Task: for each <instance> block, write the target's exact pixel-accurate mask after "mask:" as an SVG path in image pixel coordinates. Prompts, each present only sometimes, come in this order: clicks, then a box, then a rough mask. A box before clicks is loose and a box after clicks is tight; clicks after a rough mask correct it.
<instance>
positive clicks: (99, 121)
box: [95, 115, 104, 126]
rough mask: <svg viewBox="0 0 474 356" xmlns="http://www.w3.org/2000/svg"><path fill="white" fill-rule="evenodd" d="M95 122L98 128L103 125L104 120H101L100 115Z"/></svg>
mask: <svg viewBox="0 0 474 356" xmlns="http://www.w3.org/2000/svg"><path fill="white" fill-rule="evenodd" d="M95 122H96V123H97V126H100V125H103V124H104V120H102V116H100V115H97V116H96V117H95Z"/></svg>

PROBLEM DETAILS: Can you copy every one of the records above verbatim, keeping each line unchanged and in its original order?

RESPONSE:
Task: for each <instance> block, write the target's exact pixel-accurate mask after "mask:" as an SVG path in image pixel coordinates. Prompts, each present only sometimes, come in this order: clicks, then a box, then a rough mask. A box before clicks is loose and a box after clicks is tight; clicks after a rough mask correct it.
<instance>
positive clicks: (99, 121)
box: [95, 115, 104, 126]
rough mask: <svg viewBox="0 0 474 356" xmlns="http://www.w3.org/2000/svg"><path fill="white" fill-rule="evenodd" d="M95 122L98 128L103 125L104 120H101L100 115Z"/></svg>
mask: <svg viewBox="0 0 474 356" xmlns="http://www.w3.org/2000/svg"><path fill="white" fill-rule="evenodd" d="M95 122H96V123H97V126H100V125H103V124H104V120H102V116H100V115H97V116H96V117H95Z"/></svg>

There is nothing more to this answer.